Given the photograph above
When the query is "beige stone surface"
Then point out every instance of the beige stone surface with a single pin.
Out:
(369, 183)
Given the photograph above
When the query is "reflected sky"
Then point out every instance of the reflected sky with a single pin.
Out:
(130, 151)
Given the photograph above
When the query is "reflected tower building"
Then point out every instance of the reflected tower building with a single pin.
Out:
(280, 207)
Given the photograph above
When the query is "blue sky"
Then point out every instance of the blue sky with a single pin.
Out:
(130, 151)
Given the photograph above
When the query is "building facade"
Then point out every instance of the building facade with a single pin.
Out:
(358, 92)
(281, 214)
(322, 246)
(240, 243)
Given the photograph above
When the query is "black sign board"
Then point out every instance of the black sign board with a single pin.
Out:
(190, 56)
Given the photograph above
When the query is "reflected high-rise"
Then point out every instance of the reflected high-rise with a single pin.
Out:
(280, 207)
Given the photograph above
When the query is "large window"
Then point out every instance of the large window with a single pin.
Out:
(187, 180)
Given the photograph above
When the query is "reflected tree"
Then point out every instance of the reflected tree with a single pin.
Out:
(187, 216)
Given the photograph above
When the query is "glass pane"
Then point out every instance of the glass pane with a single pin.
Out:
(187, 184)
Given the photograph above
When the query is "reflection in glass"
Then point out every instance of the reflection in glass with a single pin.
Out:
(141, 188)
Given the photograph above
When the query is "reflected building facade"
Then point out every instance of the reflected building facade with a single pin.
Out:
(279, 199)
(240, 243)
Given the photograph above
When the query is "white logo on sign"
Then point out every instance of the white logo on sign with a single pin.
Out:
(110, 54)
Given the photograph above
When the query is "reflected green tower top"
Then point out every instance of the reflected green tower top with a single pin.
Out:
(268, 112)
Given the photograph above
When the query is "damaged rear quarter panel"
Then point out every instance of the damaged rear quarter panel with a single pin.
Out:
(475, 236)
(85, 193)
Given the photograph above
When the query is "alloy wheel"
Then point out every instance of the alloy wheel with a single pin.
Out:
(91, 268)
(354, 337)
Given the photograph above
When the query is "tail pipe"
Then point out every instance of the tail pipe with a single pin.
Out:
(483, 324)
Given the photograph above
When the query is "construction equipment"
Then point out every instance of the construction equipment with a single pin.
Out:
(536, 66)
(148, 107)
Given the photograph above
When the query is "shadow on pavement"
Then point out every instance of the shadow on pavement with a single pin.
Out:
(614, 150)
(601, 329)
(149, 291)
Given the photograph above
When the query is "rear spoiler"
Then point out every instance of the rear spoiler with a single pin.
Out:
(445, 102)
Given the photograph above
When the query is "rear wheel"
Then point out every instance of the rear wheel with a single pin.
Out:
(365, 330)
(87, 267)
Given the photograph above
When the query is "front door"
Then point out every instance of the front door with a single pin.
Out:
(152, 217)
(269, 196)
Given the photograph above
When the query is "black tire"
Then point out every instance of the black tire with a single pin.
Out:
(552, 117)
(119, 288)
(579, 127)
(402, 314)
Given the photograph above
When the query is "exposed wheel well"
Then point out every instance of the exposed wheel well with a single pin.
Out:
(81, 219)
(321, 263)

****************************************

Prompt:
Go through the records and print each one exactly.

The response:
Given the photograph above
When the query is "beige stone surface"
Then point out every instance of the beige stone surface with a single pin.
Out:
(369, 183)
Given the photograph above
When the query is "reflected sky"
Then point out every instance of the reflected sky with a single pin.
Out:
(130, 151)
Given the photograph above
When the query is "reflected tower building"
Then point out every instance of the reflected tower building with a single pin.
Out:
(280, 207)
Given the photograph above
When the query is "blue sky"
Then point out every instance of the blue sky with a single pin.
Out:
(130, 151)
Given the photograph above
When the query is "building facade"
Then point out every instance of the building facade with a single pin.
Out:
(358, 92)
(281, 214)
(322, 246)
(240, 243)
Given the photograph above
When the query is "black sign board"
Then point out every instance of the black sign board with a single pin.
Out:
(190, 56)
Given the photograph above
When the query is "reflected high-rise"
Then point out every instance of the reflected high-rise with a single pin.
Out:
(280, 207)
Given the photograph above
When the query is "large window"
Then point out every instance of the large window with a single pin.
Out:
(187, 180)
Given the photograph above
When the query is "reflected tree"
Then point out every instance of the reflected tree with a single pin.
Out:
(187, 216)
Given the photograph above
When the query is "glass pane"
Then point out every instance of the glass pane with a single pin.
Out:
(187, 184)
Given the photograph above
When the query is "reflection in glass"
Then point out every instance of the reflection in glass with a single pin.
Out:
(141, 188)
Given the photograph above
When the query is "reflected building facade"
Then point out every instance of the reflected building facade with a single pin.
Out:
(279, 199)
(240, 243)
Given the photograph above
When the query is "white logo on sign"
Then point out every instance of the white logo on sign with a single pin.
Out:
(110, 54)
Given the photograph above
When the query is "reflected green tower top"
Then point out every instance of the reflected green tower top with a single pin.
Out:
(268, 112)
Given the photograph above
When the query is "damaged rear quarter panel"
Then point out every instance of the damaged rear quarter panel with a single pin.
Out:
(475, 236)
(85, 193)
Given the photograph above
When the query is "alloy wheel"
Then point out every instance of the alloy wheel with a single pin.
Out:
(91, 268)
(354, 337)
Given the photograph above
When the query is "tail pipe"
Then point out every instance of the tail pipe with a single pin.
Out:
(483, 324)
Given the photograph above
When the query is "construction equipment"
Then point out every instance of the construction equipment with a single pin.
Out:
(536, 66)
(148, 107)
Given the photograph above
When the query is "shadow on pavement"
Then point out every instance of the shadow on pavement with a single pin.
Out:
(614, 150)
(601, 329)
(149, 291)
Given the photograph above
When the query is "rear spoiler"
Then point out every instance of the rear spoiler with a single pin.
Out:
(445, 102)
Given the photograph above
When the query is "rear wheel"
Then point out every instance of the rear wheel with a single pin.
Out:
(365, 330)
(87, 267)
Given the photograph above
When the query is "front door"
Then point out every instance of the front door with a single pin.
Out:
(152, 217)
(269, 196)
Given the photograph above
When the query is "black tire"
Then point out every instance of the black tire with a single pin.
Out:
(552, 117)
(119, 288)
(579, 127)
(402, 314)
Given the photograph above
When the query is "exposed wheel well"
Then point out every instance of the exposed wheel well with a single pin.
Out:
(81, 219)
(321, 263)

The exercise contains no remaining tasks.